Отрывок текста -
________

Вы легко сможете отличить мать, только попавшую в отделение, от той, что находится здесь долго, по тому, как она реагирует на показатели на экране. Новенькая подскакивает каждый раз, когда монитор включает сигнал, в то время как опытная сидит спокойно. Она как и медсестры, знает, что не каждое изменение – повод вызывать персонал.
И все же я поняла, что никому в отделении нельзя расслабляться. Стабильный ребенок за несколько минут может стать пациентом реанимации.
Я запомнила все трубки и провода: красный, оранжевый и зеленый сердечные пластыри делали постоянную ЭКГ; датчик, закрепленный на пальце руки или ноги, проверял насыщенность кислородом; трубка в горле проводила вентиляцию легких; канюля в руке – для лекарств; центральный катетер в вене, подведенный через ногу, поставлял питание. Еще до работы над книгой я, бывало, общалась с медсестрами о ненасыщенности ребенка кислородом. Легкое падение уровня на пару секунд, для преждевременно рожденного ребенка было обычным делом и не вызывало опасений. Долгое время у Джоэла не происходило полной насыщенности, она колебалась в районе 90 %. Проблемой стала бы длительная ненасыщенность, или если бы уровень упал до 70–80 %. Для больных недоношенных детей это тоже было нормой, но, если такое происходило часто в течение дня, врачи понимали: что-то идет не так.
Сердце Джоэла вело себя причудливо: оно то ускоряло ритм, то замедляло. Я начала замечать, когда на него нападает легкая тахикардия. И все же врачи и медсестры отделения предупредили меня, что не стоит доверять одним лишь показателям на мониторе. Джудит Мик объяснила, что врачи прежде всего руководствуются клинической картиной – как ребенок реагирует на физический осмотр.
– Если не сработает план А, у нас есть план В, – заверила она меня. – а потом план С. Если врачи рассматривают разные варианты – это хороший знак. Отсутствие альтернатив – это повод для беспокойства.
Роды, пусть и преждевременные, запустили гормоны лактации. На третий день Джоэлу дали один миллилитр моего сцеженного молока через трубку, которую медсестры пропустили в его желудок. Невероятно крошечная капля для нас – большой шаг для больного ребенка. Хотелось бы мне, чтобы он пил мое молоко, как все дети, но всех недоношенных малышей кормили через трубку, потому что им было небезопасно глотать.
Кормление через трубку – совсем не новая идея. Во Франции 1850-х годов уже существовало «принудительное кормление» недоношенных или больных детей. Сегодня это один из источников страданий любого родителя в отделении новорожденных.
Не найдется ни одного человека, который не содрогнулся бы, увидев, как его ребенку пропускают трубку через рот или нос, чтобы добраться до желудка.
Недоношенные дети в 50-х годах, слишком слабые, чтобы глотать или сосать, несколько дней после рождения оставались голодными, потому что молоко могло попасть не туда, и ребенок бы задохнулся или заболел пневмонией. Врачи тех времен были уверены: у ребенка достаточно жидкости, жира и тканевого протеина в организме, чтобы пробыть длительное время без еды. Один бедный младенец «голодал» 111 дней. Неизвестно, выжил ли он (2). Виктория Мэри Кросс в 50-х годах настаивала, чтобы с первого по четвертый день жизни младенец не получал никакие жидкости (3).
Детское «голодание» подошло к концу, когда педиатр из Оксфорда начала выражать свое беспокойство им. В 1962 году, вызвав множество споров, доктор Виктория Смолпис начала кормить недоношенных детей сцеженным молоком. Она делала это при помощи появившейся в те годы поливиниловой трубки, которую пропускала через рот или нос ребенка в его желудок (4). В наши дни кормление начинается как можно раньше, в идеале – в день рождения ребенка, чтобы помочь его желудку сформироваться. Однако кормление через трубку не такое простое, каким может показаться.

________

Извлеченные данные -
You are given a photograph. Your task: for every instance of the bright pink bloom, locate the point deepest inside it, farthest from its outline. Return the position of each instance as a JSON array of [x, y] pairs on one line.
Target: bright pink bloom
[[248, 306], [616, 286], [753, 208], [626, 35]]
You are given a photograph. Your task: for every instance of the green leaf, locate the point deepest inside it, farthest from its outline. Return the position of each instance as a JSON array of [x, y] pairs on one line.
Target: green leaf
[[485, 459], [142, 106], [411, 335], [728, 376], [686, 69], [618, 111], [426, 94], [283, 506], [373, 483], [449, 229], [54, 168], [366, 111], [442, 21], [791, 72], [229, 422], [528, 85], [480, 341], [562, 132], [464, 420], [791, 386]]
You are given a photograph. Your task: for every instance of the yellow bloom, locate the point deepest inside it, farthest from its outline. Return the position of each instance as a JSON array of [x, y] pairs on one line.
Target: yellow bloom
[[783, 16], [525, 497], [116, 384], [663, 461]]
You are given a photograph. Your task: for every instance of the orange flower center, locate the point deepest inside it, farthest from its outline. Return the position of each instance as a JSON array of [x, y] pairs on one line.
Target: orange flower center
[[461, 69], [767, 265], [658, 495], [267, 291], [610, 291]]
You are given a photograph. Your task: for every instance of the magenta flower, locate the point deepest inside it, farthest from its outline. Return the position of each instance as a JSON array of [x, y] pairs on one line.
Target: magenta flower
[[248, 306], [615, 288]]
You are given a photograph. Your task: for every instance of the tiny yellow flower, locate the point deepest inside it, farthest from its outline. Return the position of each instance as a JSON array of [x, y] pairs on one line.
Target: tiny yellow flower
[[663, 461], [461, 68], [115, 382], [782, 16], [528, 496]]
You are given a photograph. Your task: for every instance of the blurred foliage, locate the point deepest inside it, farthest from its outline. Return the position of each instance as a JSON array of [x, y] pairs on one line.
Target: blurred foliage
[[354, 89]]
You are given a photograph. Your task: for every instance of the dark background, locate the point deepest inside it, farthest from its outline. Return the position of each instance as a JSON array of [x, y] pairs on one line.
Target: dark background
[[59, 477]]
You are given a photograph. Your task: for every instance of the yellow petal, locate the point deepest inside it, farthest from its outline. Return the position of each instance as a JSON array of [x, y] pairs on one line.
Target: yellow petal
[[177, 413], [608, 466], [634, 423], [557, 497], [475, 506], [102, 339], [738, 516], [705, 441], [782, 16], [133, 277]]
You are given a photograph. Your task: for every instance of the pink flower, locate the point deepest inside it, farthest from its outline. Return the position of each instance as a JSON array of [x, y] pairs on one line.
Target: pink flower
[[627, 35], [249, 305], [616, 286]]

________

Требуемое действие 1 - В каком году, согласно отрывку, доктор Виктория Смолпис начала кормить недоношенных детей сцеженным молоком?
Требуемое действие 2 - Выпишите дословно часть отрывка, начиная со слов «Сердце Джоэла вело» и заканчивая словами «повод для беспокойства.» включительно.

Результат выполнения 1 - В 1962 году.

Результат выполнения 2 -
Сердце Джоэла вело себя причудливо: оно то ускоряло ритм, то замедляло. Я начала замечать, когда на него нападает легкая тахикардия. И все же врачи и медсестры отделения предупредили меня, что не стоит доверять одним лишь показателям на мониторе. Джудит Мик объяснила, что врачи прежде всего руководствуются клинической картиной – как ребенок реагирует на физический осмотр.
– Если не сработает план А, у нас есть план В, – заверила она меня. – а потом план С. Если врачи рассматривают разные варианты – это хороший знак. Отсутствие альтернатив – это повод для беспокойства.